## Provided text:
I just received my latest issue of Harvard Business Review (HBR). I have found HBR to be interesting and informative over the years. Do I understand every article in each issue? Heck no! Sometimes the articles are very good, sometimes I say "what was it that I just read" and sometimes I say "you have got to be kidding me," as is the case with today's blog.
As I looked at the table of contents, my eye caught an article entitled, "Delivering World-Class Health Care, Affordably." I thought, wow, how appropriate for me to read, especially with what is going on with US health care. I went to page 117 and low and behold, there is a photo of a health clinic in Mysore, India. In the photo, there is a male nurse or aide preparing a bed for a patient in, from what I could see in the photo, one room where there were around 17 beds. The entire photo depicts a scene from what would be comparable to a US hospital in the 1930's or 40's. The sub-title for the article was, "Innovative hospitals in India are pointing the way." When I read further, the article described innovations in the delivery of care and quality in hospitals in India, comparing their results favorably to US benchmarks. The article suggests that US hospitals could learn a great deal from India in their delivery of care model and that we should be applying their low-cost innovations.

## Task list:
1. In the blog post about the Harvard Business Review health care article, where is the health clinic shown in the photo on page 117?
2. Pick up the blog post about the Harvard Business Review health care article where it stops and carry it forward.

## Source data:
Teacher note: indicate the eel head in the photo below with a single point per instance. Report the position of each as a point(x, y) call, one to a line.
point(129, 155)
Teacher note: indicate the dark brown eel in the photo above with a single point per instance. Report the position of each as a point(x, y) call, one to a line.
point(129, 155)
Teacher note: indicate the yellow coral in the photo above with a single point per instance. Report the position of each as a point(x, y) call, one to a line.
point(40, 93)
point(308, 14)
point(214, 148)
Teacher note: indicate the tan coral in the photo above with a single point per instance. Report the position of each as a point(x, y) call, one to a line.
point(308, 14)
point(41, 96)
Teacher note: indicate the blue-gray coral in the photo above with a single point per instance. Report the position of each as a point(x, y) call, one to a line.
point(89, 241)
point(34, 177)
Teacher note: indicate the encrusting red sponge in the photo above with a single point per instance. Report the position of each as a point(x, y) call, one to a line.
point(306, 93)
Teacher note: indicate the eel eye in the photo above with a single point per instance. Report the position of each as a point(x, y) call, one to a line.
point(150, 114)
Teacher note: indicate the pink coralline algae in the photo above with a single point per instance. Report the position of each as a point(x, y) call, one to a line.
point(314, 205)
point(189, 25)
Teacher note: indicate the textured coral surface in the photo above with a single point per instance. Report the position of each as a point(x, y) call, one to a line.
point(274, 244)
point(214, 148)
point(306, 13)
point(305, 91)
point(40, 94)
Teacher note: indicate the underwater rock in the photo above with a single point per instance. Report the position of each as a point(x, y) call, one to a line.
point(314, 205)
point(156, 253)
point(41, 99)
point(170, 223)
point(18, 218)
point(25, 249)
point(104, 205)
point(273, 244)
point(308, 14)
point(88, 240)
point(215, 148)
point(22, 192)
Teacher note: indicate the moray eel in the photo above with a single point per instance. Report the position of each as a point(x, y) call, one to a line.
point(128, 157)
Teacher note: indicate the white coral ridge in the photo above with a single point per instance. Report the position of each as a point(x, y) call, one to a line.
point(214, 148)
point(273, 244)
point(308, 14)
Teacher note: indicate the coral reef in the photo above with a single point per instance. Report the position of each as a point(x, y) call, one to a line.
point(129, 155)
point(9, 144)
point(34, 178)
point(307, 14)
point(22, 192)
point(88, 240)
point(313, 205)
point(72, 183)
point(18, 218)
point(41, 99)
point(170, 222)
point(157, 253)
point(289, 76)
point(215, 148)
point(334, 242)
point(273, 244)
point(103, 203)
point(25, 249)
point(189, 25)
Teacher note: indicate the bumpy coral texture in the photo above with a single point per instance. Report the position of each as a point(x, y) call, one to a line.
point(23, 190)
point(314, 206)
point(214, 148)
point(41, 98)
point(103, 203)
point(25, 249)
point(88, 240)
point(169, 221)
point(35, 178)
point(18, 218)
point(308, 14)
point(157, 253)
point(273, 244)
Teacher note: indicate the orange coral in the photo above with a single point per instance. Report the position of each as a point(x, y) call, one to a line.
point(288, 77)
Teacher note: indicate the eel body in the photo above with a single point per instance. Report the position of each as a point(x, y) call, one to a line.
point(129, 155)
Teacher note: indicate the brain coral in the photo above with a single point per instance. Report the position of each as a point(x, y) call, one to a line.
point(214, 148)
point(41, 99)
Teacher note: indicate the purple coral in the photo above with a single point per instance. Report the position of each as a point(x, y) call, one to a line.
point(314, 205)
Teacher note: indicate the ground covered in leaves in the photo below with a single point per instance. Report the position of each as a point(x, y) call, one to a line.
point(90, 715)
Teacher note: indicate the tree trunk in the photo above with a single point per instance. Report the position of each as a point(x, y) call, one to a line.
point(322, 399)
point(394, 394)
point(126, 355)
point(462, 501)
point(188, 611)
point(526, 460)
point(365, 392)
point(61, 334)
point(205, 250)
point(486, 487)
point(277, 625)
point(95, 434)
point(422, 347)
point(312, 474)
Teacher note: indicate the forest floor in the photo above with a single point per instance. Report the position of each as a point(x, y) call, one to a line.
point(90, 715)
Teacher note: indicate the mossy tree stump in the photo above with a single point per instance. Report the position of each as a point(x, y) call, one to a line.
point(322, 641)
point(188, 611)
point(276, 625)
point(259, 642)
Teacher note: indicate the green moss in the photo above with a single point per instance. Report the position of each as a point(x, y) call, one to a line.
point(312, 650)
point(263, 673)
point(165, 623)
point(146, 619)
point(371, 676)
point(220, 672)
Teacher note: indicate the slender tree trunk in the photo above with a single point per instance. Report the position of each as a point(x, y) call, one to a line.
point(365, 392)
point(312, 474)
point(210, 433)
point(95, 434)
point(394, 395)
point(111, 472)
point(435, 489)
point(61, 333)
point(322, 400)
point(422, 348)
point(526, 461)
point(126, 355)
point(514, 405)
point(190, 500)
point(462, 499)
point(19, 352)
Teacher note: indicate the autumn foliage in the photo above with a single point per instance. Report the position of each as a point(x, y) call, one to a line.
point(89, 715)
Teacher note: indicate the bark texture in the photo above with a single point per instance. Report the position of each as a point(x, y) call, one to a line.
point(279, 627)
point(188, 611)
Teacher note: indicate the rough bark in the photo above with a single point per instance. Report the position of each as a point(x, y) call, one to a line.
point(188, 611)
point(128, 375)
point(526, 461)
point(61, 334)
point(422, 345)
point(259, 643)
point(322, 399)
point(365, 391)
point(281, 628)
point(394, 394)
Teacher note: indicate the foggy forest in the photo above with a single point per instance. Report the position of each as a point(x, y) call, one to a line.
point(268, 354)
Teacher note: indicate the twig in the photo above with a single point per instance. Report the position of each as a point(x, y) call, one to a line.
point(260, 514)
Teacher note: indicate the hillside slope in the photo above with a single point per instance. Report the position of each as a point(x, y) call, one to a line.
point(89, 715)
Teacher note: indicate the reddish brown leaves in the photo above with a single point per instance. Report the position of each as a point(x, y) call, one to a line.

## Expected responses:
1. Mysore, India.

2.
What the article seems to lose sight of or gloss over is that in the US we have 122,000 federal regulations that we are responsible for as we care for our patients and is data that is being captured truly comparing apples to apples. We don't even capture data in the US in a standardized manner. For example, infant mortality is defined differently from state to state. In addition, our salaries for staff and physicians are not comparable to India; we have medical liability issues where they have none; and we have considerable investments in our infrastructure, as is so well contrasted in the photo of the clinic in Mysore, India.
As the physicians in India look to the West for advances in medicine, I will stick with the innovations that we are now introducing through health care reform and let those in India concentrate on keeping the cost of care low so they can meet the basic health care needs of its many citizens. Currently, their ability to meet those needs is described as abysmal.